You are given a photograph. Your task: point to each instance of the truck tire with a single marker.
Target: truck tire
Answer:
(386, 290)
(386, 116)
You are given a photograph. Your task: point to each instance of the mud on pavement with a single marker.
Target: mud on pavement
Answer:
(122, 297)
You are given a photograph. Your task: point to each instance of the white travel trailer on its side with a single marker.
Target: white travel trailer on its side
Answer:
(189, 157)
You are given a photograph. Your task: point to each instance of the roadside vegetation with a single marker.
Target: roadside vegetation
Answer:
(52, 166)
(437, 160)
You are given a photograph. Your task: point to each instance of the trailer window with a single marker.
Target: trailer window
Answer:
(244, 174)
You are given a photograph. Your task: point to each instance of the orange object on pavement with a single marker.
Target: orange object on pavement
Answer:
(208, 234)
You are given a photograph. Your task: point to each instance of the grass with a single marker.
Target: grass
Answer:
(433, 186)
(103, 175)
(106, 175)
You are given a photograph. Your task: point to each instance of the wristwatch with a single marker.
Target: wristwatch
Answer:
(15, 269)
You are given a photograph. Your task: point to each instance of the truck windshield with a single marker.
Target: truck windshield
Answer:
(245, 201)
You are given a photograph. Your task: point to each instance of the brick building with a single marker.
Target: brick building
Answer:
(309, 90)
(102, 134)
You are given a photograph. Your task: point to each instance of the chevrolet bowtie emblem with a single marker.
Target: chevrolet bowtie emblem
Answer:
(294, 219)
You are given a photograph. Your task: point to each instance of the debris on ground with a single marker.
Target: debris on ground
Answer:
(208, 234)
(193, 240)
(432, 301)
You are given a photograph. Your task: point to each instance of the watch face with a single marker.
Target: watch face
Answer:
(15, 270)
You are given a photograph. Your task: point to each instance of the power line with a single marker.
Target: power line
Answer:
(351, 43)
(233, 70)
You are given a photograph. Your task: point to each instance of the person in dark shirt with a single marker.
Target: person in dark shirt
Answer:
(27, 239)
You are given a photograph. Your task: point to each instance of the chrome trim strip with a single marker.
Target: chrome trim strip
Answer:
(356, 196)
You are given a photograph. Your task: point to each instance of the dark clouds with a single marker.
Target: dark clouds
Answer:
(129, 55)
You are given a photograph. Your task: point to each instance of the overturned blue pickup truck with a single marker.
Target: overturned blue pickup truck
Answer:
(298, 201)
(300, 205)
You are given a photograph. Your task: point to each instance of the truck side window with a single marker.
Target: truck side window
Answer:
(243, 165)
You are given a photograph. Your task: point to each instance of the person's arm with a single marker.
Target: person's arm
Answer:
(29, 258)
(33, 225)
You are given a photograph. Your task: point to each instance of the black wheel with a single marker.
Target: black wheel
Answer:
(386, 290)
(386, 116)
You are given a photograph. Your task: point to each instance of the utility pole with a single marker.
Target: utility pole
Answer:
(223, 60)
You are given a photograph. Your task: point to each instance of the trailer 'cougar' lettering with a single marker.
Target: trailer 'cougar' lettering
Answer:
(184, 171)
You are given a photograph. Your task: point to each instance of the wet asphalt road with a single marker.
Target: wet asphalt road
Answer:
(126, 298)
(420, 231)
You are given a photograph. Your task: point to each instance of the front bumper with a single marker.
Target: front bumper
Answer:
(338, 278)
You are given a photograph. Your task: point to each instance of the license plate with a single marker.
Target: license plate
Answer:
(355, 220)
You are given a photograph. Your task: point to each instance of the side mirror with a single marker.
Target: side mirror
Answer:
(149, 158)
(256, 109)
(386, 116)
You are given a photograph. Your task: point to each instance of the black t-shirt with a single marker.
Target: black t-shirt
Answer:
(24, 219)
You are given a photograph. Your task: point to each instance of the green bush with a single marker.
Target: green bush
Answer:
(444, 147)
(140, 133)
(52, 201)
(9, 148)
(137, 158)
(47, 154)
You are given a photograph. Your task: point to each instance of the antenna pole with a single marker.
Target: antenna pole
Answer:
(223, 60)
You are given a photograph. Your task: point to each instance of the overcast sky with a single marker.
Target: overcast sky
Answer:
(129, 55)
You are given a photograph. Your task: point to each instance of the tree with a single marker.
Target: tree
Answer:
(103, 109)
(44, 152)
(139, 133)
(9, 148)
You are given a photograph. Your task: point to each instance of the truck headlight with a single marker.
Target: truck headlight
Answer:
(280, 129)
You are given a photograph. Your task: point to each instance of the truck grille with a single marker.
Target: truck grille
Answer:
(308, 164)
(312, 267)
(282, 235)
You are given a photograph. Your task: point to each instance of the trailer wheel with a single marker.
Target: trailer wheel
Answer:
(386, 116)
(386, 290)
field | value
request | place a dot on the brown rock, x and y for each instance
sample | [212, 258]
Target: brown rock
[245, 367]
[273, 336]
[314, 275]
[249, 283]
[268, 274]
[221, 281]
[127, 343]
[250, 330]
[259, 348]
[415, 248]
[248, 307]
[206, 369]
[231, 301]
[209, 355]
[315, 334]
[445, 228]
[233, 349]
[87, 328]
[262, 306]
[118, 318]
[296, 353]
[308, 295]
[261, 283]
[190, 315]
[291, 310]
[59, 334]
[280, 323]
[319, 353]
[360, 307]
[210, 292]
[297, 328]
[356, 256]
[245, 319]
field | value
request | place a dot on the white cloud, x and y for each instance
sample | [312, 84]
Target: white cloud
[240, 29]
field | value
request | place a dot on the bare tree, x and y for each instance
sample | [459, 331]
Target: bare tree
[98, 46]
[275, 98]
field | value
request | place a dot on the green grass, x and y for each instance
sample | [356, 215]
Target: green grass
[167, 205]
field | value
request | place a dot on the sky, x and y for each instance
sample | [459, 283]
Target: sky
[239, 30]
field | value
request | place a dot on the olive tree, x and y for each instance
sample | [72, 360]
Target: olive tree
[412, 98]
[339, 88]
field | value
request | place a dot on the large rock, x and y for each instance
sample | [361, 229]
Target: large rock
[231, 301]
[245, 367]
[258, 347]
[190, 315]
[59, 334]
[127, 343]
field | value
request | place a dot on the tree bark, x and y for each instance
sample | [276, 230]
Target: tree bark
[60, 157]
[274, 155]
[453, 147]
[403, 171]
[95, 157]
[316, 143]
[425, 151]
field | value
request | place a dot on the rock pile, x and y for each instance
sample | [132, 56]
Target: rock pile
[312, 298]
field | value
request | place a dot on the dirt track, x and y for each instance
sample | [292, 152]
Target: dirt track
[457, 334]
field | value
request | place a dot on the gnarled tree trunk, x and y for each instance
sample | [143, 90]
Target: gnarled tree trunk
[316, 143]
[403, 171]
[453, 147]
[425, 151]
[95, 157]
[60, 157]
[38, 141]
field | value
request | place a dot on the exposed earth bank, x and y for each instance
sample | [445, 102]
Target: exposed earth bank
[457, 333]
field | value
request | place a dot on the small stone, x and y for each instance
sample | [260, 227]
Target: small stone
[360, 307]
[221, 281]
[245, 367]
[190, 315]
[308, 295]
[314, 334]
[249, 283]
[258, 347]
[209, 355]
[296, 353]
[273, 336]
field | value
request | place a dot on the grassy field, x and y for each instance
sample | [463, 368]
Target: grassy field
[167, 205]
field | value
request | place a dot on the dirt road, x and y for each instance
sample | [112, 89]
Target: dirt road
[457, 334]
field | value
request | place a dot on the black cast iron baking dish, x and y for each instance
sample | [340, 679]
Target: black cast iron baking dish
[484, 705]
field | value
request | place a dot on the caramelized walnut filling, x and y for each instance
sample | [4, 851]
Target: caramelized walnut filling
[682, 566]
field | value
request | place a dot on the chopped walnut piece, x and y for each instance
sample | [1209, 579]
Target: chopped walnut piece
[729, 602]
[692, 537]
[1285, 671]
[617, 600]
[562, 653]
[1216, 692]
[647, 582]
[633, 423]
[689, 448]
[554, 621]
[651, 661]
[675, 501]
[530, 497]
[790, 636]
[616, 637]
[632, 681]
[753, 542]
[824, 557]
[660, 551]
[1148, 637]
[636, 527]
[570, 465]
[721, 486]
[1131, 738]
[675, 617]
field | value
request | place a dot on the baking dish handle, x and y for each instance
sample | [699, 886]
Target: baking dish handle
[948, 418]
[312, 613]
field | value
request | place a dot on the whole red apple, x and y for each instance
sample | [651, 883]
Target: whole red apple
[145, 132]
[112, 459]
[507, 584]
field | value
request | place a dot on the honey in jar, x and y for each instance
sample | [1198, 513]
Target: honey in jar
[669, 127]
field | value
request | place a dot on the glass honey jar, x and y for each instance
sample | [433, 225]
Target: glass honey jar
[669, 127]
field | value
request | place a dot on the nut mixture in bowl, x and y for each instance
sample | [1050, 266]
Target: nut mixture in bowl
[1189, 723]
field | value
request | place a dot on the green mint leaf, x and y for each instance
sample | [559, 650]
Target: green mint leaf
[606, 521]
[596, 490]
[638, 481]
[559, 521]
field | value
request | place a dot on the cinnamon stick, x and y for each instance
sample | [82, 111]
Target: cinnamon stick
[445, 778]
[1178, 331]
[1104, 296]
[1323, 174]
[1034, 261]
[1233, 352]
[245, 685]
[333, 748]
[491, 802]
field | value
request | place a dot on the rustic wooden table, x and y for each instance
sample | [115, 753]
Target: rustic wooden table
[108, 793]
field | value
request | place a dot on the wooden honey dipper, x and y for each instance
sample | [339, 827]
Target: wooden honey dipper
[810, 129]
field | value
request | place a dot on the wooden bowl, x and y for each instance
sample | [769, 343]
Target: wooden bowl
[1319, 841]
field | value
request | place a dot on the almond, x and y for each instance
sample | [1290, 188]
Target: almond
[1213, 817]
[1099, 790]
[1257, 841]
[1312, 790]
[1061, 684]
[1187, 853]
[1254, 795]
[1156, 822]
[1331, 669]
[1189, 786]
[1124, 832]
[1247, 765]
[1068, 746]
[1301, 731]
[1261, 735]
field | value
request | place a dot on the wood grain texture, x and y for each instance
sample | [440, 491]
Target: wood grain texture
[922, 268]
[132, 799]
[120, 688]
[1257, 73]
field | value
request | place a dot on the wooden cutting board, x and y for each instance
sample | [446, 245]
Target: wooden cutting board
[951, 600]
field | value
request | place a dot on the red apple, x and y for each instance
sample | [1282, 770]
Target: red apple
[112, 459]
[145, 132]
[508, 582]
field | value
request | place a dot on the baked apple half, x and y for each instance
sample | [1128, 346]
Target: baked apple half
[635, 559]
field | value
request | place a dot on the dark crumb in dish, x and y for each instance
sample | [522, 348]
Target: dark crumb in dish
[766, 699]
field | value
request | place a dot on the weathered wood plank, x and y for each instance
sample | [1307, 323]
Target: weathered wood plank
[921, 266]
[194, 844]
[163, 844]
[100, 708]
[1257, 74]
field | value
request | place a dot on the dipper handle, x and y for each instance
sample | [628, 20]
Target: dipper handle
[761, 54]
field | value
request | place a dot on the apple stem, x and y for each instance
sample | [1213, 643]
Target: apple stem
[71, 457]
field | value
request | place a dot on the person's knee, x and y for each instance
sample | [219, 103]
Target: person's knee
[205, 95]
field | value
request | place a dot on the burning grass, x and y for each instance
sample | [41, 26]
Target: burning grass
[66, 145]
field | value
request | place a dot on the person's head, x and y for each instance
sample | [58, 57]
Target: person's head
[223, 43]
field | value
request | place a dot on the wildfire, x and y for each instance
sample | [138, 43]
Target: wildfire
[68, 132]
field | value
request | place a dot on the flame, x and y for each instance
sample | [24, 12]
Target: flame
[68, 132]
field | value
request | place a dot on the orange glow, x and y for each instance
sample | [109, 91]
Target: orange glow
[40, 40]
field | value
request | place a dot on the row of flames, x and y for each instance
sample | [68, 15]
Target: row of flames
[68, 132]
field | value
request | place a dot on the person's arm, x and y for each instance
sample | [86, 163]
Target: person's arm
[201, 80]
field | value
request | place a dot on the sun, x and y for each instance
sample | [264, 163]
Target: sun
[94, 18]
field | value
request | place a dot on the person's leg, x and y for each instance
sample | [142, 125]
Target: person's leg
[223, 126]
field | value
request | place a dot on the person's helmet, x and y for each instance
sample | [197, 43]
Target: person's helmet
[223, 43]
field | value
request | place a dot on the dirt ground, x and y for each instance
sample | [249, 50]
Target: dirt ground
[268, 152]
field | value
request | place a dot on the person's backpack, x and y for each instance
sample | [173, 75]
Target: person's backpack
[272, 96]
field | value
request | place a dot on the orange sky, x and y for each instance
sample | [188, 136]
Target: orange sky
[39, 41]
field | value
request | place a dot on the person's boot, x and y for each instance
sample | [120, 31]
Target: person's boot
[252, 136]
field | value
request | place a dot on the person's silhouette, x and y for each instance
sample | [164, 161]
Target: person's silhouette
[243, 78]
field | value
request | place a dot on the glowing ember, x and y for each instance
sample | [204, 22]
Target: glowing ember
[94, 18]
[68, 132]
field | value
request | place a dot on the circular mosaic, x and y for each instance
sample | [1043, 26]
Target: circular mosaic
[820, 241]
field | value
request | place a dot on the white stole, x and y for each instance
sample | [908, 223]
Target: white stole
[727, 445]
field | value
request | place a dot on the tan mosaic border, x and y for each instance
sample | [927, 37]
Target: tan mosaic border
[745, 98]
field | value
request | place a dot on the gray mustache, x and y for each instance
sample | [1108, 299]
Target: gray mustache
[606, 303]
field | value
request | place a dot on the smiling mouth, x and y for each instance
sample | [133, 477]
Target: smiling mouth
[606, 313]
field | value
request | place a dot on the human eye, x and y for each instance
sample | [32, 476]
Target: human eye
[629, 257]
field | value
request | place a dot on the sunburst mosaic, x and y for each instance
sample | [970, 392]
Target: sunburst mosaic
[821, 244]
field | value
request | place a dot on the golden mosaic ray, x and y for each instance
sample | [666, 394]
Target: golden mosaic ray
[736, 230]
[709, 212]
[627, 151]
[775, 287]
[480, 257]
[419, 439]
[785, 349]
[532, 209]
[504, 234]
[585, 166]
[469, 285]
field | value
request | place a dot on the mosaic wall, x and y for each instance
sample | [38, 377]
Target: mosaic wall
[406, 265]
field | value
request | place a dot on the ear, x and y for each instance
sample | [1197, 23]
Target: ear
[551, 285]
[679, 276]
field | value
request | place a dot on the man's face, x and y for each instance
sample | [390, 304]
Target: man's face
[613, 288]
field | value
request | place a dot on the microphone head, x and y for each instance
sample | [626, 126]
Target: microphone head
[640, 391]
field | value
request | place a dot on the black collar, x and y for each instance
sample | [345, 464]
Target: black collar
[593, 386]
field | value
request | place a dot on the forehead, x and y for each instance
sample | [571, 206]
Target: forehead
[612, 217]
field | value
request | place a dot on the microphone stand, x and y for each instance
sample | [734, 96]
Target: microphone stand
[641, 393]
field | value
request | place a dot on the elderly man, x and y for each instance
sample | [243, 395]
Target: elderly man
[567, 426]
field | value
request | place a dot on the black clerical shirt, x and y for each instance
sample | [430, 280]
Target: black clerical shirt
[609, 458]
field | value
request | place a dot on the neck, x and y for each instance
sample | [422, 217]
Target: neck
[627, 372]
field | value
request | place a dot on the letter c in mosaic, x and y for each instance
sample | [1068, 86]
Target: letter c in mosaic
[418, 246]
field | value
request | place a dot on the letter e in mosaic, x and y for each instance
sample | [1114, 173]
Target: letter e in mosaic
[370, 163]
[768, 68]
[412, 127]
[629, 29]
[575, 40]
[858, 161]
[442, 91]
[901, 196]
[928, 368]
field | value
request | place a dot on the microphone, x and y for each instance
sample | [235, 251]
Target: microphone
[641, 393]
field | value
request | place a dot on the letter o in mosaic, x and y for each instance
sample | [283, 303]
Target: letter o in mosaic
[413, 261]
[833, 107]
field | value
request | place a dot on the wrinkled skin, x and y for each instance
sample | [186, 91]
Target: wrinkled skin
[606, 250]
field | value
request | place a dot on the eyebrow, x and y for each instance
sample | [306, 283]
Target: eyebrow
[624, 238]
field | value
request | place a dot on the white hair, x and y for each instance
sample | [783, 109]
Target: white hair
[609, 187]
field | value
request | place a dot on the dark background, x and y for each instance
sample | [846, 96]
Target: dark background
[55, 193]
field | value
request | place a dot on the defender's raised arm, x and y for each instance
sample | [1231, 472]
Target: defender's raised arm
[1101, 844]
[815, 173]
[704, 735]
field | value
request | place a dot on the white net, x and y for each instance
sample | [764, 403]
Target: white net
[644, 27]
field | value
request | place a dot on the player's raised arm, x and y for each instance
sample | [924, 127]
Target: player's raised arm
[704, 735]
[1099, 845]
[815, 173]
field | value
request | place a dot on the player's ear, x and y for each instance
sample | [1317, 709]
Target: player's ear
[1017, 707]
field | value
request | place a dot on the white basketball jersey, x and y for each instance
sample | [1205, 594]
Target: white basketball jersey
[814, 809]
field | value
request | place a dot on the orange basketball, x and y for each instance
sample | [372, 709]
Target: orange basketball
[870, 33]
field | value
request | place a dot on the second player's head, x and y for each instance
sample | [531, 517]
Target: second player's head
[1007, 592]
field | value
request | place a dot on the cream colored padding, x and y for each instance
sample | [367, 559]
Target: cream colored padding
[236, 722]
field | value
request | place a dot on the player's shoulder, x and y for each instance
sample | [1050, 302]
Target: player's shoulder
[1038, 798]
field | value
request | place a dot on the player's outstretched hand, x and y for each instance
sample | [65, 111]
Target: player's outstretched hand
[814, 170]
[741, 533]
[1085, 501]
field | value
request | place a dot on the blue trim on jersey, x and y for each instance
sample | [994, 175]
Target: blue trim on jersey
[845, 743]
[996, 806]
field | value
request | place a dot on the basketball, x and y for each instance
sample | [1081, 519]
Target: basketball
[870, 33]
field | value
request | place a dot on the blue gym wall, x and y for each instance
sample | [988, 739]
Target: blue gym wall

*Task objective:*
Copy out every line of the entries where the string "bush" shows up.

*Written answer:*
You are given a photograph. Your task: point to each instance of the green bush with a single marker.
Target: green bush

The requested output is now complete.